EXERCISE GOAL: Reproduce each line of the material exactly, minus any picture.

GIVEN INFORMATION:
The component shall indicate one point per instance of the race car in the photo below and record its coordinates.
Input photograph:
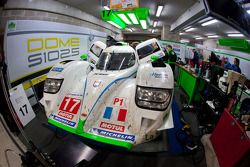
(121, 99)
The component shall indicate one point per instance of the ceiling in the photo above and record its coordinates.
(171, 11)
(221, 29)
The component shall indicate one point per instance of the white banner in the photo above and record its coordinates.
(32, 46)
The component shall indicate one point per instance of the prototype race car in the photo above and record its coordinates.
(122, 100)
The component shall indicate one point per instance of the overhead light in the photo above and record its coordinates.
(235, 35)
(155, 23)
(133, 18)
(184, 41)
(130, 29)
(143, 24)
(212, 36)
(114, 24)
(206, 19)
(190, 29)
(159, 10)
(106, 7)
(124, 18)
(209, 22)
(199, 38)
(187, 27)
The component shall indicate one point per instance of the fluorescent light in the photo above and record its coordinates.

RIGHT ANSWER:
The component shall indicate one point per instance of the race car in the photo below and record its coordinates.
Input photograph:
(121, 99)
The component shall indicate one point per instance of the ceiling in the photo above and record its coordinates.
(171, 11)
(221, 29)
The component shall indicate one point per instance of the white banner in the photo above and record its coordinates.
(32, 46)
The component shall indicate one point per instance of the prototype race car in the photo above and record its coordinates.
(122, 100)
The component shall indicate one point per instance of the overhead light in the photo above and record its coordinates.
(235, 35)
(155, 23)
(133, 18)
(184, 41)
(130, 29)
(143, 24)
(212, 36)
(114, 24)
(206, 19)
(190, 29)
(159, 10)
(106, 7)
(124, 18)
(209, 22)
(199, 38)
(187, 27)
The component shall indicate one point per instance of the fluorescent light in the photo above and record its coordinates.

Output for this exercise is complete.